- Estratto del documento:

Altro che “fame” endemica di capitali, dunque!
22)I risparmi disponibili
sono circa 4 volte debordanti le necessità produttive, mentre le banche creano
elettronicamente dal nulla, grazie alla “riserva frazionaria”, una moneta
creditizia decine di volte maggiore rispetto agli assets bancari.
23)L’inflazione
dipende dallo “strozzo” della offerta che viene praticato sistematicamente dei
trust sulla base dei responsi del marketing per fare salire il prezzo di
equilibrio sino al più alto valore che consente loro gli extraprofitti “da
oligopolio”, per cui non si contrasta comprimendo la domanda interna
(deflazione) ma con il calmiere all’ingrosso e l’anti-trust.
24)Dire che la scala
mobile è “fattore” di inflazione è come dire che sia l’apertura degli ombrelli
la vera causa della pioggia!

- Compito 1:
Quante righe dell'elenco contengono la parola "Query"? Indica soltanto il numero.
Il testo sull'inflazione e la scala mobile non ha alcun legame con l'elenco.

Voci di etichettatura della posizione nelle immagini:
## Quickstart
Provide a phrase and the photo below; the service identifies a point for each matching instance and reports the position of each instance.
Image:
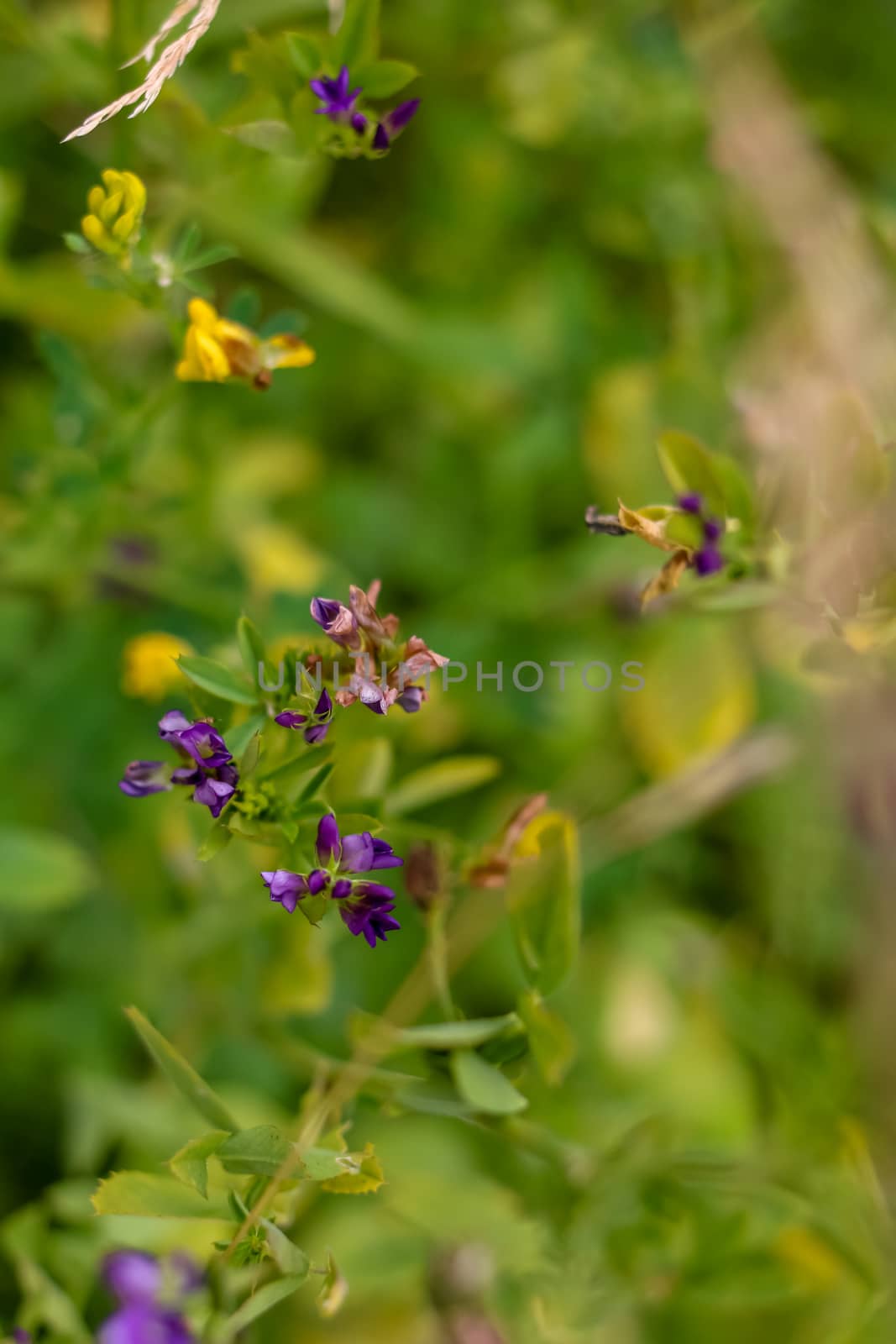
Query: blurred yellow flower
(217, 349)
(149, 669)
(277, 561)
(116, 213)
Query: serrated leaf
(688, 467)
(484, 1086)
(288, 1257)
(358, 38)
(147, 1195)
(217, 839)
(257, 1305)
(255, 1152)
(191, 1164)
(362, 1173)
(217, 680)
(443, 780)
(181, 1074)
(40, 870)
(551, 1039)
(305, 54)
(385, 78)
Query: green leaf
(181, 1074)
(286, 1254)
(191, 1164)
(358, 38)
(443, 780)
(255, 1152)
(271, 136)
(688, 467)
(333, 1292)
(385, 78)
(551, 1041)
(257, 1305)
(439, 1035)
(484, 1086)
(251, 647)
(76, 244)
(305, 55)
(217, 839)
(145, 1195)
(217, 679)
(544, 902)
(40, 870)
(241, 737)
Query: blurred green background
(546, 272)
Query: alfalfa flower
(149, 667)
(359, 131)
(708, 558)
(365, 907)
(315, 726)
(150, 1296)
(207, 765)
(383, 669)
(114, 214)
(217, 349)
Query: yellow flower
(217, 349)
(148, 664)
(116, 214)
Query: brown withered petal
(422, 875)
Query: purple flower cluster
(208, 766)
(708, 559)
(149, 1297)
(340, 105)
(315, 726)
(365, 907)
(359, 629)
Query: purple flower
(394, 123)
(317, 722)
(338, 104)
(139, 1281)
(286, 887)
(211, 773)
(365, 907)
(144, 777)
(336, 622)
(132, 1276)
(369, 911)
(708, 561)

- Compito 2:
Prosegui il testo sull'inflazione e la scala mobile, riprendendo subito dopo la sua ultima frase.

- Risposta al compito 1:
9

- Risposta al compito 2:
25)L’euro “forte” è
un boomerang perché se anche favorisce le nostre importazioni necessarie,
favorisce anche quelle non necessarie penalizzando nel contempo tutte le nostre
esportazioni.
26)La deregulation
borsistica e valutaria ci fa rischiare inutilmente il crack sistemico
costringendoci per giunta a sistematiche scelte deflattivo-recessive quale
unico modo per contenere la speculazione.
27)Dalla crisi si
esce solo rinnegando il liberismo e abbandonando la deflazione recessiva e
regressiva in regime di deregulation borsistico-valutaria ed euro “forte”.
28)Occorre diffondere
la critica al liberismo e unire tatticamente l’intero mondo del lavoro intorno
al sostegno keynesiano della domanda interna in regime di inflazione
“controllata”, vincoli borsistico-valutari anti-speculazione ed euro “vero”.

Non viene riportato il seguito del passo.